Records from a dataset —

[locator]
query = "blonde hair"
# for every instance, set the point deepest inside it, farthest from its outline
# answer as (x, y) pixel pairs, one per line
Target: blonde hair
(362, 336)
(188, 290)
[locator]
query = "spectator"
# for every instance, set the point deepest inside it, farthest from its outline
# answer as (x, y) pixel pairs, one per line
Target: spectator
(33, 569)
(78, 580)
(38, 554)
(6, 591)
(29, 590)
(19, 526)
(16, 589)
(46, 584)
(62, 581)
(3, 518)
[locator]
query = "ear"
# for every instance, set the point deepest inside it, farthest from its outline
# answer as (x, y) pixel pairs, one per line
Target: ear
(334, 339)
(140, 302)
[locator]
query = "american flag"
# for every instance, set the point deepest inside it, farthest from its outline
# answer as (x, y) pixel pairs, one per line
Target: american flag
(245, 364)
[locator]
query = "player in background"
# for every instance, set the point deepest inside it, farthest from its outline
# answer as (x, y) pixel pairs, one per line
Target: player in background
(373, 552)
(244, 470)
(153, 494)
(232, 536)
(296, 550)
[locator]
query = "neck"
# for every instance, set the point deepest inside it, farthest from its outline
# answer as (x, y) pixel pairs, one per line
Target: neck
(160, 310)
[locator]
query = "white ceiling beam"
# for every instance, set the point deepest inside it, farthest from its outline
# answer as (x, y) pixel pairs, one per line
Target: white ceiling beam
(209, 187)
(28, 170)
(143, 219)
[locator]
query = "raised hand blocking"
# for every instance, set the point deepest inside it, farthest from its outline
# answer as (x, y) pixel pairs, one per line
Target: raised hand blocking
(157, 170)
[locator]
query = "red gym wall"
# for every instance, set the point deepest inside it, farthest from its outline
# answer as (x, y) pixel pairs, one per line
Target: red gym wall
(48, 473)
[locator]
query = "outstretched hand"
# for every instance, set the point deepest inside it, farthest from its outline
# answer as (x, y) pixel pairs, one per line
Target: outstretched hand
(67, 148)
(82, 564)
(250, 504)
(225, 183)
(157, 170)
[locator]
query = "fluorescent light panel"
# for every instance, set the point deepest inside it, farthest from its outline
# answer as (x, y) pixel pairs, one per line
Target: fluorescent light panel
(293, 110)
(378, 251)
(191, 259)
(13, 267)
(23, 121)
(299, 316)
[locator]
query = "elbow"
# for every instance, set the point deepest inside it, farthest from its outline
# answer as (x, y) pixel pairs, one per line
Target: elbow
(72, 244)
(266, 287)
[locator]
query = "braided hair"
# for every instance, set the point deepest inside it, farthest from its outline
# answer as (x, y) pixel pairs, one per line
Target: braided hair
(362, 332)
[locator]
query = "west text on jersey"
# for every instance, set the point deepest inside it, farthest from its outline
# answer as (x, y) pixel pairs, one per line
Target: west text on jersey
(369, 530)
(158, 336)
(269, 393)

YOUR INSTRUCTIONS —
Please print each entry once more, exactly as it reads.

ANSWER TO THE EXERCISE —
[locator]
query = "blonde hair"
# for every instance, set the point deepest inside it, farthest from its outline
# answer as (x, y) pixel pairs, one per line
Target: blonde hair
(362, 336)
(188, 290)
[locator]
query = "spectator"
# for every instance, set the point deepest inside it, farthest from its outline
# answer as (x, y) pixel pairs, one per line
Target: spectator
(33, 569)
(78, 580)
(38, 554)
(6, 591)
(29, 590)
(19, 526)
(16, 589)
(46, 584)
(62, 581)
(3, 518)
[locator]
query = "ear"
# for every instance, set the point deepest inside it, farthest from its outline
# answer as (x, y) pixel pairs, one per line
Target: ear
(334, 339)
(140, 302)
[locator]
query = "american flag"
# for every instance, set the point deepest inside it, farthest from its outline
# answer as (x, y) pixel pairs, one per line
Target: american flag
(245, 364)
[locator]
query = "player in background"
# for every instance, set the point deepest inside it, farthest from its outline
# answer as (x, y) pixel pairs, one per line
Target: player in background
(373, 552)
(244, 470)
(153, 494)
(232, 536)
(296, 550)
[locator]
query = "neck"
# for every instance, set the point deepest inside it, farthest from its outline
# answer as (x, y) pixel pairs, one per line
Target: neck
(160, 310)
[locator]
query = "white ceiling beam"
# for every instance, set the point deepest inside it, farthest from its outline
# answer as (x, y) pixel pairs, one per line
Target: white ceiling beam
(209, 187)
(28, 170)
(143, 219)
[locator]
query = "raised hand blocking"
# for every instance, set the point deepest inside it, farthest from its outline
# answer as (x, y) pixel pairs, one per line
Target: raised hand blocking
(157, 170)
[locator]
query = "red gym wall"
# for every instance, set the point deepest inside it, farthest from its outline
# answer as (x, y) pixel pairs, one per line
Target: red gym wall
(48, 473)
[locator]
query = "outstretched hand"
# for every instance, set the point deepest inside it, farthest from its outline
# answer as (x, y) pixel pairs, one per line
Target: outstretched hand
(67, 148)
(82, 564)
(250, 504)
(225, 183)
(157, 170)
[locator]
query = "fluorescent light panel"
# for every instance, set the point deepest inside it, farthest from its outline
# answer as (x, y) pixel pairs, one per line
Target: fluorescent light panel
(293, 110)
(378, 251)
(191, 259)
(13, 267)
(23, 121)
(299, 316)
[locator]
query = "elbow"
# for every instance, set the point deepest inside it, farthest from its outline
# answer as (x, y) pixel pairs, one per line
Target: elbow
(72, 244)
(266, 287)
[locator]
query = "braided hair"
# for every instance, set the point deepest inside it, farthest from its outline
# answer as (x, y) pixel pairs, one per line
Target: braided hair
(362, 332)
[locator]
query = "west text on jersey"
# for every instance, set the point deepest inside it, farthest from its outline
# answer as (x, y) pixel pairs, one per line
Target: west text on jersey
(369, 530)
(158, 336)
(269, 393)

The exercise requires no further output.